Goal: Reproduce all of the listing below without alteration.

+---+

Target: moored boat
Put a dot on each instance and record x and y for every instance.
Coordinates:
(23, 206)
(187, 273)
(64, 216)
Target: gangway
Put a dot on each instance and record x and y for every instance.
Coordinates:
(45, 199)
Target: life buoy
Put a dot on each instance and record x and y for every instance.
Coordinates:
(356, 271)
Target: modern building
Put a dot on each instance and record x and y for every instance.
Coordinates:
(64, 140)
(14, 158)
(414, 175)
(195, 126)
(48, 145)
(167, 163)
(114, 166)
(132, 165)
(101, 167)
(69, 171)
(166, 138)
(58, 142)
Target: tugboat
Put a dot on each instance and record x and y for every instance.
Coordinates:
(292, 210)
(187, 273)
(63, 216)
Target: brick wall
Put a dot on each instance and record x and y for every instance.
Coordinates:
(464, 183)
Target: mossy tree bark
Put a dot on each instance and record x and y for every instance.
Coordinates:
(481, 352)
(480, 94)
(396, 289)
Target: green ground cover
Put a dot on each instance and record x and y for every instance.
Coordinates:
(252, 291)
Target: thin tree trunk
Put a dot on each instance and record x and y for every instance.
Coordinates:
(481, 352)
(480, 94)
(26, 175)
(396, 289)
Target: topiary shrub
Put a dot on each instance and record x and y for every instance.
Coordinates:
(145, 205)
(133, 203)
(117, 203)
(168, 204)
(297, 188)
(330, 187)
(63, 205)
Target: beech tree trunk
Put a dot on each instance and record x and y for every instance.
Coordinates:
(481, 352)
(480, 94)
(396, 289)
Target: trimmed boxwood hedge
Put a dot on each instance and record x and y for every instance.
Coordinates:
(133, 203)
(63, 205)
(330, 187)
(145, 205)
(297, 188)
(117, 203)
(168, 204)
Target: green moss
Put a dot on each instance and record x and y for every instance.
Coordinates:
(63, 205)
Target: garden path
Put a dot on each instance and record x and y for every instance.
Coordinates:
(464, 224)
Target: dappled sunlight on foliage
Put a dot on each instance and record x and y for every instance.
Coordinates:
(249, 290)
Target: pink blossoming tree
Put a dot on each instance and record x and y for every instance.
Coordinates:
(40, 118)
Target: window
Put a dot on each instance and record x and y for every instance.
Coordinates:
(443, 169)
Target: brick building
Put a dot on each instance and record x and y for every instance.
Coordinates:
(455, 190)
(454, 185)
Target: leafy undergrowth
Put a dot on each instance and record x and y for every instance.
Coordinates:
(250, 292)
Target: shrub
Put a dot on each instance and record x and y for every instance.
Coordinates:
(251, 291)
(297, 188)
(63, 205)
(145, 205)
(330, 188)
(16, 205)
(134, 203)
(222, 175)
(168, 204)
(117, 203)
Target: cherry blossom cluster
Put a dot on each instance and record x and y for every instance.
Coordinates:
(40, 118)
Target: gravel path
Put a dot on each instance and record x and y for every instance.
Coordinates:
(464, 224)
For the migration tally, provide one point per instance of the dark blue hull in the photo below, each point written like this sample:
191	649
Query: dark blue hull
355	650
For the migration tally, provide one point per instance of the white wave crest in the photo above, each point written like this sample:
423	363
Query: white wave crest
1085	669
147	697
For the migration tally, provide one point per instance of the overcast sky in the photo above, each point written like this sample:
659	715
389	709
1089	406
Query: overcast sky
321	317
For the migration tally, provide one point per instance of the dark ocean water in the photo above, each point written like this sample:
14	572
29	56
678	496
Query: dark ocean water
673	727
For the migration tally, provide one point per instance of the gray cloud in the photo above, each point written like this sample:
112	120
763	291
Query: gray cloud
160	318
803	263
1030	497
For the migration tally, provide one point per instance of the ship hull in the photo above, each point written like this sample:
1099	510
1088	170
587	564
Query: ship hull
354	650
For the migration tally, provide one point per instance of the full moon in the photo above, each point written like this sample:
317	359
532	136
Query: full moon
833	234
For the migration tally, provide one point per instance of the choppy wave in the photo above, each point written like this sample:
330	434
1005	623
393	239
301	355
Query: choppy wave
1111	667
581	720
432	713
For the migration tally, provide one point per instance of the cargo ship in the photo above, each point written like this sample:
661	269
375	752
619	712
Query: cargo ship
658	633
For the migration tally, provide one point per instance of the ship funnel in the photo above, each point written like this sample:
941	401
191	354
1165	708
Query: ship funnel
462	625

+---+

Full answer:
Target: moored boat
Put a dot on each instance and record x and y for every instance.
Coordinates:
(23, 206)
(187, 273)
(64, 216)
Target: gangway
Put a dot on each instance and record x and y for every instance.
Coordinates:
(45, 199)
Target: life buoy
Put a dot on each instance and record x and y for every instance.
Coordinates:
(356, 271)
Target: modern building
Put a dot on each instance and record x and y for every instance.
Coordinates:
(64, 140)
(14, 158)
(414, 175)
(195, 126)
(48, 145)
(167, 163)
(114, 166)
(132, 165)
(101, 167)
(69, 171)
(166, 138)
(58, 142)
Target: tugboat
Put a dot on each instance and record x and y for every instance.
Coordinates:
(292, 210)
(187, 273)
(63, 216)
Target: brick wall
Put a dot on each instance and record x and y for every instance.
Coordinates:
(464, 183)
Target: mossy tree bark
Put a dot on each instance and record x and y for every instance.
Coordinates:
(481, 352)
(480, 94)
(396, 289)
Target: green ground cover
Put a dot on each instance and record x and y for every instance.
Coordinates:
(252, 291)
Target: thin tree trunk
Put a dot on each instance and record x and y for every instance.
Coordinates:
(481, 352)
(480, 94)
(26, 175)
(396, 289)
Target: topiary shrub
Put a dot on each instance and record x and y for every instance.
Coordinates:
(145, 205)
(133, 203)
(117, 203)
(168, 204)
(297, 188)
(330, 187)
(63, 205)
Target: beech tree trunk
Put a dot on each instance and record x and y for every instance.
Coordinates:
(481, 352)
(480, 94)
(396, 289)
Target: trimmed boxwood hedge
Put a dot on each instance and record x and y for every instance.
Coordinates:
(133, 203)
(63, 205)
(330, 187)
(145, 205)
(297, 188)
(117, 203)
(168, 204)
Target: green moss
Put a dot on each instance and record x and y for every instance.
Coordinates:
(63, 205)
Target: garden path
Put a dot on each instance and record x and y for every instance.
Coordinates:
(464, 224)
Target: dappled sunlight on foliage
Put a dot on each instance and record x and y for every instance.
Coordinates:
(249, 290)
Target: pink blossoming tree
Put a dot on each instance and record x and y for every instance.
Coordinates:
(40, 118)
Target: window
Put a dot on each instance and record x and y for every instance.
Coordinates:
(443, 169)
Target: brick building
Put a dot on each instance and record x and y for every instance.
Coordinates:
(455, 190)
(454, 185)
Target: leafy undergrowth
Put a dot on each instance and record x and y for every instance.
Coordinates:
(250, 292)
Target: shrub
Put a dot on each instance and record x and y for every instance.
Coordinates:
(251, 291)
(297, 188)
(63, 205)
(145, 205)
(330, 188)
(16, 205)
(134, 203)
(222, 175)
(168, 204)
(117, 203)
Target: cherry blossom cluster
Put a dot on each instance and record x and y for every instance.
Coordinates:
(40, 118)
Target: gravel path
Put a dot on each instance and record x and y for every instance.
Coordinates:
(464, 224)
For the migration tally, provide one point per instance of the dark blue hull in the photo below, each point written like this sample:
191	649
Query: dark blue hull
355	650
For the migration tally, provide one point per instance of the white wave crest in the photo above, each point written like this sample:
423	363
Query: white wave crest
1085	669
147	697
For the migration tally, provide one point per instance of the overcast sky in the photo above, each point written like this sample:
659	715
389	709
1089	406
Query: overcast sky
321	317
For the migration tally, provide one point per instance of the dark ocean water in the photo above, each point written like this sample:
14	572
29	56
678	496
Query: dark ocean water
673	727
For the migration tally, provide one point per instance of the gray cloud in the photo above, each point written like this sample:
112	120
763	291
Query: gray cloud
160	318
803	263
1030	497
For the migration tally, provide one point per instance of the ship hull in the photo above, each point written like this sample:
1099	510
1088	170
587	564
Query: ship hull
354	650
For the migration tally, provide one point per instance of the full moon in the photo above, each point written like this sample:
317	359
532	136
Query: full moon
833	234
For the migration tally, provide one point per instance of the choppy wave in the photo above, each point written like this sample:
330	434
1005	623
393	239
301	355
Query: choppy wave
1111	667
581	720
432	713
For the migration tally, provide one point per instance of the cargo ship in the photo above, each point written like this sample:
661	269
375	752
619	712
Query: cargo ship
658	633
For the migration tally, provide one point per instance of the ship funnel in the photo above, each point written like this sample:
941	401
191	354
1165	708
Query: ship funnel
462	625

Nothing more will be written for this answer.